◆ **REQUIRED ACTION**:
The listing is to be reproduced in full, with no character altered.
DATA FOR THE TASK Start Marker
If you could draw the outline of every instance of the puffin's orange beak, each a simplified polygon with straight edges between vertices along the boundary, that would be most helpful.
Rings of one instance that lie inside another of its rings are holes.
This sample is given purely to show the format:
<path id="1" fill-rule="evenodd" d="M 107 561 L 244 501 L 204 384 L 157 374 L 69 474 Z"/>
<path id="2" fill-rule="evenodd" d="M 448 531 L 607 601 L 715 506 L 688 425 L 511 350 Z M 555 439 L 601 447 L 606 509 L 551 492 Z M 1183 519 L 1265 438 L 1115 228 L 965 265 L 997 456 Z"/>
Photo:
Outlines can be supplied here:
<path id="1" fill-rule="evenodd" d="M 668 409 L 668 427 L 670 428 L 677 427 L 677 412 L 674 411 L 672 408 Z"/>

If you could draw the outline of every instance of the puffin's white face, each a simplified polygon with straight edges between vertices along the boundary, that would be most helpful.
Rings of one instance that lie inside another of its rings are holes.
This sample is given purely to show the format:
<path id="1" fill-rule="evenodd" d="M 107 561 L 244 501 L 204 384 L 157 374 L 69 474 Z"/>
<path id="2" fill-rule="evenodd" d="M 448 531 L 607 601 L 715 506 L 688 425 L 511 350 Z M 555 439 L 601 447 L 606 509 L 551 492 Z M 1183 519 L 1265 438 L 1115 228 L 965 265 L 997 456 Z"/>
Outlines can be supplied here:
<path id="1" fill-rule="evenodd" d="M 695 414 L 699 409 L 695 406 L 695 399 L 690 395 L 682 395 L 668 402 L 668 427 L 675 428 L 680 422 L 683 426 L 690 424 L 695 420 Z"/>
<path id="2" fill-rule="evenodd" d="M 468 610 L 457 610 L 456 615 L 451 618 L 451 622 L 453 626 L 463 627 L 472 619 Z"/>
DATA FOR THE TASK End Marker
◆ **RESPONSE BOX**:
If you could draw the outline of every instance of the puffin's orange beak, each a simplified polygon with straight edges between vertices along the boundary, that would be most helpful.
Rings of one instance that lie inside another of its rings are holes.
This sample is given purely to show the format:
<path id="1" fill-rule="evenodd" d="M 107 561 L 244 501 L 204 384 L 157 374 L 69 474 Z"/>
<path id="2" fill-rule="evenodd" d="M 448 531 L 607 601 L 715 506 L 688 425 L 511 350 Z M 555 439 L 601 447 L 606 509 L 551 492 Z M 1183 519 L 1265 438 L 1115 228 L 965 265 L 997 456 Z"/>
Photo:
Outlines can be supplied here:
<path id="1" fill-rule="evenodd" d="M 668 409 L 668 427 L 670 428 L 677 427 L 677 412 L 674 411 L 672 408 Z"/>

If you could draw the outline of every instance of the puffin's white face, each a simplified polygon with straight edges between vertices along the boundary, that would be most helpful.
Rings of one instance that lie inside another of its rings are holes.
This sample is given purely to show the format:
<path id="1" fill-rule="evenodd" d="M 107 561 L 244 501 L 204 384 L 157 374 L 69 474 Z"/>
<path id="2" fill-rule="evenodd" d="M 448 531 L 607 601 L 715 506 L 688 425 L 511 350 Z M 555 439 L 601 447 L 606 509 L 551 492 Z M 1183 519 L 1265 438 L 1115 228 L 965 265 L 997 456 Z"/>
Outlines can be supplied here:
<path id="1" fill-rule="evenodd" d="M 695 414 L 699 409 L 695 406 L 695 399 L 690 395 L 682 395 L 668 402 L 668 427 L 675 428 L 680 422 L 683 426 L 690 424 L 695 420 Z"/>
<path id="2" fill-rule="evenodd" d="M 468 610 L 457 610 L 456 615 L 451 618 L 451 622 L 453 626 L 463 627 L 472 619 Z"/>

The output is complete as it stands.